> **Work to do**
Please pick out each line in the records below that contains the word "building" and copy those lines.

> **Records shown**

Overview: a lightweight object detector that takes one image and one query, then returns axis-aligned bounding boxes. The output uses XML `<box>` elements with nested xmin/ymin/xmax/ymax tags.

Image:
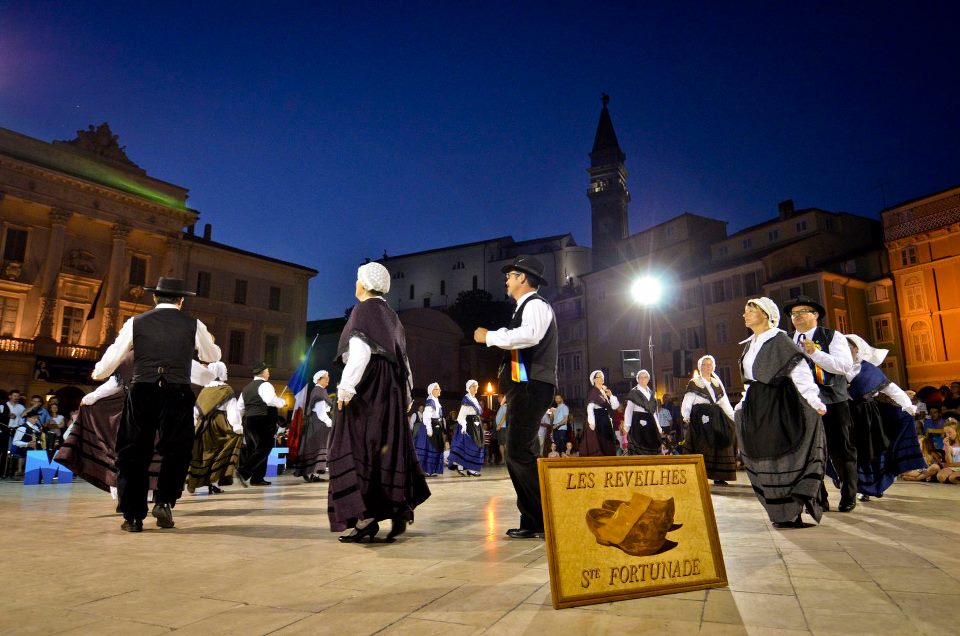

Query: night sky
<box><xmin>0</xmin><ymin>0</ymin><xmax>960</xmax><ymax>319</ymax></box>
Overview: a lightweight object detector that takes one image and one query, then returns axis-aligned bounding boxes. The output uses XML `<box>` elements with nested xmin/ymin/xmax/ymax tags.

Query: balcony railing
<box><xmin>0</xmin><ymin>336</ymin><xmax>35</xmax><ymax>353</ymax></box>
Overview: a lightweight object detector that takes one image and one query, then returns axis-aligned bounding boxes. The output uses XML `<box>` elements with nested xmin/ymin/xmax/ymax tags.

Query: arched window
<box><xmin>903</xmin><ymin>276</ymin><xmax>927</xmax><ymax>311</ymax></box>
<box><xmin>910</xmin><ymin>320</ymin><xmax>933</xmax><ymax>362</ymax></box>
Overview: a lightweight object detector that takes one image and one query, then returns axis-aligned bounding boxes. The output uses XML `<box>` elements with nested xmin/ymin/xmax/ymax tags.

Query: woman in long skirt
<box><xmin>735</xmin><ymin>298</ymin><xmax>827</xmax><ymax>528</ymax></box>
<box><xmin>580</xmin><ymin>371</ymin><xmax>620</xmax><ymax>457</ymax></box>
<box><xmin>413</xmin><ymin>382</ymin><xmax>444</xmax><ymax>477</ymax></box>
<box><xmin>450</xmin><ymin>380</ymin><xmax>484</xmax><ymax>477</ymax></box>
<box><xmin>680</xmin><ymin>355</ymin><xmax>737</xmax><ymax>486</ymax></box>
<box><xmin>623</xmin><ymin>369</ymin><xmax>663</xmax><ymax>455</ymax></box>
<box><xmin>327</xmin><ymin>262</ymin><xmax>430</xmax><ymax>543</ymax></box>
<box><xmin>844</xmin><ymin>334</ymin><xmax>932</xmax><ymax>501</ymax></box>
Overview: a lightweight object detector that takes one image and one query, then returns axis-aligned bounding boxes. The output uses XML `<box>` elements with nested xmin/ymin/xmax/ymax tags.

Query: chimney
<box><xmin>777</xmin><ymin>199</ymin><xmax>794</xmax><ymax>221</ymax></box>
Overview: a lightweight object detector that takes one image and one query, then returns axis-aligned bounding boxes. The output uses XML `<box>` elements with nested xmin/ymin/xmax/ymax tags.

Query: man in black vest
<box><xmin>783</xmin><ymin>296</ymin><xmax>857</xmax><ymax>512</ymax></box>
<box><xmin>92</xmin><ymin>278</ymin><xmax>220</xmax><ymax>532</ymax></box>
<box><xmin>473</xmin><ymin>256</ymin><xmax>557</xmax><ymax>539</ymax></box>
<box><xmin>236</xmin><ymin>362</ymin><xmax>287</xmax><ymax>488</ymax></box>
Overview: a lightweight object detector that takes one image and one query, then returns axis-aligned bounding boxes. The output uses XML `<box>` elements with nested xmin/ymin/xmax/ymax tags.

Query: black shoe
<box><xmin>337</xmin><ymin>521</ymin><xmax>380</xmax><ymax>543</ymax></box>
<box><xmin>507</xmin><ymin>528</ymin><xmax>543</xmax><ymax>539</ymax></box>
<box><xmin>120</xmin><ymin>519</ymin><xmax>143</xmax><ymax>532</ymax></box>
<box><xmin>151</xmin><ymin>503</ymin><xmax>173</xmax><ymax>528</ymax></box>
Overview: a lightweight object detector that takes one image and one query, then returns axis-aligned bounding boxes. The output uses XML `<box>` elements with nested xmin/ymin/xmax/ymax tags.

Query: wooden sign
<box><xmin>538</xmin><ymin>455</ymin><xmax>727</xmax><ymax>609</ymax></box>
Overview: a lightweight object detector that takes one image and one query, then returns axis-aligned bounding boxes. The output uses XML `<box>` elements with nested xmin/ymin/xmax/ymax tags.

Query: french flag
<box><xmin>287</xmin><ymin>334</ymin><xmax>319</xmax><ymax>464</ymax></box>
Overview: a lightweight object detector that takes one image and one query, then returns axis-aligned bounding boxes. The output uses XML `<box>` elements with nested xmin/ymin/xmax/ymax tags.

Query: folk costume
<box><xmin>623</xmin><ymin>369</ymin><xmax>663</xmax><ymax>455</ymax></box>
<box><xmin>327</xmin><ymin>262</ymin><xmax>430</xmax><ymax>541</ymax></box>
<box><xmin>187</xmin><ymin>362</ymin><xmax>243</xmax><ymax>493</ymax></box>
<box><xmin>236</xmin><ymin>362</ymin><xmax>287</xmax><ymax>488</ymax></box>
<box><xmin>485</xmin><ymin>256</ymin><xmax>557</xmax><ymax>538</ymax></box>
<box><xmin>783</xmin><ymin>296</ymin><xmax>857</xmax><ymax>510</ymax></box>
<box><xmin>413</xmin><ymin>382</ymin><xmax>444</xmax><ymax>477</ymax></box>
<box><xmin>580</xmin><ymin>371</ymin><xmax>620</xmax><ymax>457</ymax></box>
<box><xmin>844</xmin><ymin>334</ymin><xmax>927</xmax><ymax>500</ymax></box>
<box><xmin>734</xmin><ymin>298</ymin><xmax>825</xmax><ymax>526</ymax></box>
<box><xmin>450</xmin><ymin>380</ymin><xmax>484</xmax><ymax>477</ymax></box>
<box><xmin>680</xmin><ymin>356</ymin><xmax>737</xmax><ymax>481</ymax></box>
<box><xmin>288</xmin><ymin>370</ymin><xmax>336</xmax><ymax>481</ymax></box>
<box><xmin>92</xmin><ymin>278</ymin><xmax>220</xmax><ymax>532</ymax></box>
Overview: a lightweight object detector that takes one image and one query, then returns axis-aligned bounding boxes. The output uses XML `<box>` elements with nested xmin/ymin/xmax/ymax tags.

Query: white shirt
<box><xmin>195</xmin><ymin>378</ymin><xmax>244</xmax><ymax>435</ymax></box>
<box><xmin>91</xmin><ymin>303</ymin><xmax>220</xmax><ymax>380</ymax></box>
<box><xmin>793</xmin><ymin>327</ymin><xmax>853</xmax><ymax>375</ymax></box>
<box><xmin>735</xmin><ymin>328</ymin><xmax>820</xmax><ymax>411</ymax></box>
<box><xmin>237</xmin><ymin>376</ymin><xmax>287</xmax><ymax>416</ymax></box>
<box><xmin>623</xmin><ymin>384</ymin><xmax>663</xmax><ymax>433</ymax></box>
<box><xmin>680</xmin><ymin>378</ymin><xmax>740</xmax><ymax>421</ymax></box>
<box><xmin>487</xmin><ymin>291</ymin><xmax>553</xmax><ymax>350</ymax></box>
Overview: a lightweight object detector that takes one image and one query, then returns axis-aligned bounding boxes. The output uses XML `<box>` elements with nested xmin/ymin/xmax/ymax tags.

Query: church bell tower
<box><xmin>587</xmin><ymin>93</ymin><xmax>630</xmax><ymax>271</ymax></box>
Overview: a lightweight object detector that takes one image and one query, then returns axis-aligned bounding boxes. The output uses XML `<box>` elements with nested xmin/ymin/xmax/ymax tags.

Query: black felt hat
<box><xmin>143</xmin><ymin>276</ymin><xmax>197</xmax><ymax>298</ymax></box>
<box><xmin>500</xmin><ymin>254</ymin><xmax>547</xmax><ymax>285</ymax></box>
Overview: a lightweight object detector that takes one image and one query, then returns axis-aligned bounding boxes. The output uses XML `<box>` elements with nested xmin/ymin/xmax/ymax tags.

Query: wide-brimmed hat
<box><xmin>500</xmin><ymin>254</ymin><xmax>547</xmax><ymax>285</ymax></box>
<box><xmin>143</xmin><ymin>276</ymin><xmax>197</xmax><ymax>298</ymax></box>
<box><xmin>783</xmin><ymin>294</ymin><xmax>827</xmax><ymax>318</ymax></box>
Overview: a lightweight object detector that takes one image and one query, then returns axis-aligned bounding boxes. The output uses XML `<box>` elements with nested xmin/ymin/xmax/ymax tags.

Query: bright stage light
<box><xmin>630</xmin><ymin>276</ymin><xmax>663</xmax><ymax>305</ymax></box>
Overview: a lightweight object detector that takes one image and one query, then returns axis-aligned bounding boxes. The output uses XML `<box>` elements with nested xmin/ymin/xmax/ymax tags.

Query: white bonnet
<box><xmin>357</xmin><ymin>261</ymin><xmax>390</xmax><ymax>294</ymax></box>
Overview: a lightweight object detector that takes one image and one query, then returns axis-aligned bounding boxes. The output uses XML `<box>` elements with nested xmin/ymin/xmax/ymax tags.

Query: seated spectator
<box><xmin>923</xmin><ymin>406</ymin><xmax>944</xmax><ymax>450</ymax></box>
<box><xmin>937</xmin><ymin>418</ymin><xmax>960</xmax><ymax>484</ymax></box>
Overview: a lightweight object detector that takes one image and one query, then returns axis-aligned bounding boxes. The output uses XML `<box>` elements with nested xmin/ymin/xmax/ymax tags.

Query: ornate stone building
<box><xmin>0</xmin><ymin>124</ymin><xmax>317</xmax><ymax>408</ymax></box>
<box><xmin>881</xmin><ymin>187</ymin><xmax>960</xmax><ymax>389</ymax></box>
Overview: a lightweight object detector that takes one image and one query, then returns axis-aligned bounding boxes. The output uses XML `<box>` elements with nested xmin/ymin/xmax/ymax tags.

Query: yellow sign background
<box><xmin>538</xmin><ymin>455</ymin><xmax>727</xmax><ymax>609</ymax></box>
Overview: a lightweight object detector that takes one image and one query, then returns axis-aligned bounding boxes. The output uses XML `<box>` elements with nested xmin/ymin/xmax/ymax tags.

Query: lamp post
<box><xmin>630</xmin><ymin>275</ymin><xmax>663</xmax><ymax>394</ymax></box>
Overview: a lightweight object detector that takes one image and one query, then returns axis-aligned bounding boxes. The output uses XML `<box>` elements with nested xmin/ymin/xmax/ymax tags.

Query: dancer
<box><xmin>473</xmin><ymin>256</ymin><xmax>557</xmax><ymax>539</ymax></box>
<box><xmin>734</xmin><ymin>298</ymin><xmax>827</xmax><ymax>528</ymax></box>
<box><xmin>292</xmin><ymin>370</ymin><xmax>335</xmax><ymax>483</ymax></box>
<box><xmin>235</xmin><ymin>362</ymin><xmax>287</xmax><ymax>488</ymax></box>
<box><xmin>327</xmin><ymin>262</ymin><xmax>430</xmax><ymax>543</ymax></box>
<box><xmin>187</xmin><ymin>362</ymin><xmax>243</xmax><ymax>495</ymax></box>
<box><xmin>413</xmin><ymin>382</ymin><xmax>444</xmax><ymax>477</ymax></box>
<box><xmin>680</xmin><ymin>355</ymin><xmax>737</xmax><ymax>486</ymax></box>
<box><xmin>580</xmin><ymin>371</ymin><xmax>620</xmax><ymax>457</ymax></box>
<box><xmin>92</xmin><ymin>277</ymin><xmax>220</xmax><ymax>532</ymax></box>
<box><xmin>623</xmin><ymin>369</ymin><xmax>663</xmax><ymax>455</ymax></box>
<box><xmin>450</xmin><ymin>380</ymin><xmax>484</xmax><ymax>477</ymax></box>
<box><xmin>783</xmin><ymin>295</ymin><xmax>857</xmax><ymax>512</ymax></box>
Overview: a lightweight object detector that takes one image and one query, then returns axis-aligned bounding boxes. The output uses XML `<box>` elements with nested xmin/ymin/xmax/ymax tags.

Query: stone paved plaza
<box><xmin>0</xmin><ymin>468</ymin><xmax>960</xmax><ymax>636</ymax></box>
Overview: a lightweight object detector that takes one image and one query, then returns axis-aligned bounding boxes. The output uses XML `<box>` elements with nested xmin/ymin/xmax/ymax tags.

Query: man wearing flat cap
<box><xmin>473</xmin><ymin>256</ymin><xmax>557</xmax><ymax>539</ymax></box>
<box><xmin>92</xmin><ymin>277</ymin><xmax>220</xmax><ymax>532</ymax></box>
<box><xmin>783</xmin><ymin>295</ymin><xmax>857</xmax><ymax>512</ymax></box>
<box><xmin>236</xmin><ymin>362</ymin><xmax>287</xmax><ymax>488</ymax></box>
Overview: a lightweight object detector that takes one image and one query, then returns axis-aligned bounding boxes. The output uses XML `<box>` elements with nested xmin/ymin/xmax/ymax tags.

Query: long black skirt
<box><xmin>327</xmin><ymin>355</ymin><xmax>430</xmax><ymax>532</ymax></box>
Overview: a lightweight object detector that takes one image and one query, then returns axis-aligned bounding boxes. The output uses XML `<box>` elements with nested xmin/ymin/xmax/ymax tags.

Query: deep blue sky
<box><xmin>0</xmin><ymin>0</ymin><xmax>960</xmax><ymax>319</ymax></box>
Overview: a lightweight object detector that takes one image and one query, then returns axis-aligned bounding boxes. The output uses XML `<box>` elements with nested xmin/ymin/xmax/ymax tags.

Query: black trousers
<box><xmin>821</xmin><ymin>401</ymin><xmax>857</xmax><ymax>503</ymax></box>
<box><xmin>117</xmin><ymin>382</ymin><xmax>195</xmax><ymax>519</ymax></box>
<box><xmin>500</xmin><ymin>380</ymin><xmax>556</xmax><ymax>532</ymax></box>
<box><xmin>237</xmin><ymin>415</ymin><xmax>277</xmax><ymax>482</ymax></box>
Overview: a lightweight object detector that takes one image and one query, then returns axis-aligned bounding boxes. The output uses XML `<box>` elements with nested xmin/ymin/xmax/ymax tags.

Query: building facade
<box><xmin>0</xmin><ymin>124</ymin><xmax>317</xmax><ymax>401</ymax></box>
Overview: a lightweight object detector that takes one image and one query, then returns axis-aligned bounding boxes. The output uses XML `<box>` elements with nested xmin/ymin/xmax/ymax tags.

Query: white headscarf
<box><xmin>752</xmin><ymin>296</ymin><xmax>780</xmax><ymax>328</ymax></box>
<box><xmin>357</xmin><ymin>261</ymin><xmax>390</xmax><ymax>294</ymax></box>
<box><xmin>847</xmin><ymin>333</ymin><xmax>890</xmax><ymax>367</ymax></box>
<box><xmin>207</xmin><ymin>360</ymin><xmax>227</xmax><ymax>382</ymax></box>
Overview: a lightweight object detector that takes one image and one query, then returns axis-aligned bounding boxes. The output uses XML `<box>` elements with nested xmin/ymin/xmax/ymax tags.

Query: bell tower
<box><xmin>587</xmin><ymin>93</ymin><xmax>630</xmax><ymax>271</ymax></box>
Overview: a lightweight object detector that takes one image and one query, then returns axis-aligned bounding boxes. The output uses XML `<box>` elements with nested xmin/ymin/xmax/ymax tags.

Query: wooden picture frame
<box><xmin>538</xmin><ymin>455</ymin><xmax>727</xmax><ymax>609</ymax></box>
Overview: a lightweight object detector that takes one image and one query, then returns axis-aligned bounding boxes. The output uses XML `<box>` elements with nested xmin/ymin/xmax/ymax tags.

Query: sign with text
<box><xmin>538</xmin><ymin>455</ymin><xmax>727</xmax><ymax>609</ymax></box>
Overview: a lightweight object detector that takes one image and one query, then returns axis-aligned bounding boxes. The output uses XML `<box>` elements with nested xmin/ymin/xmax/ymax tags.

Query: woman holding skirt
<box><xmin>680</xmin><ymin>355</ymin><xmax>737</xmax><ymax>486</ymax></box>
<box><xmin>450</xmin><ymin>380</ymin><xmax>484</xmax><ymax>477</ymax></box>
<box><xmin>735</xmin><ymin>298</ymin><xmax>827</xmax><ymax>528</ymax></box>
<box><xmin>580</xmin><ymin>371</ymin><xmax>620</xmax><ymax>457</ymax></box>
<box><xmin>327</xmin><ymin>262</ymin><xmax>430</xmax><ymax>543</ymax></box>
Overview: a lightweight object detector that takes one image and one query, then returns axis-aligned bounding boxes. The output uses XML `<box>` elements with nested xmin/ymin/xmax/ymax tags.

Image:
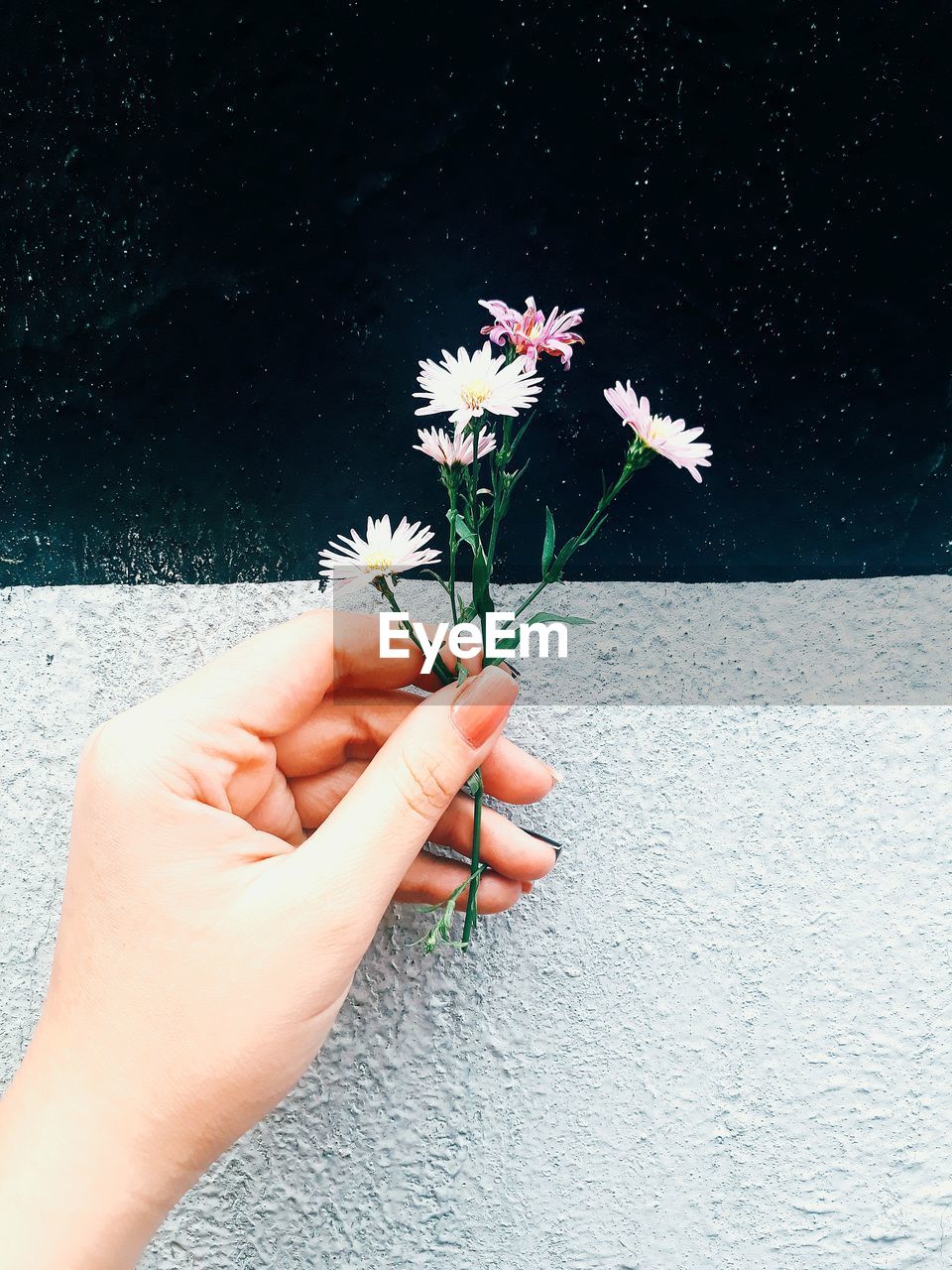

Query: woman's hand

> **The completed task**
Query: ornate stone building
Query: building facade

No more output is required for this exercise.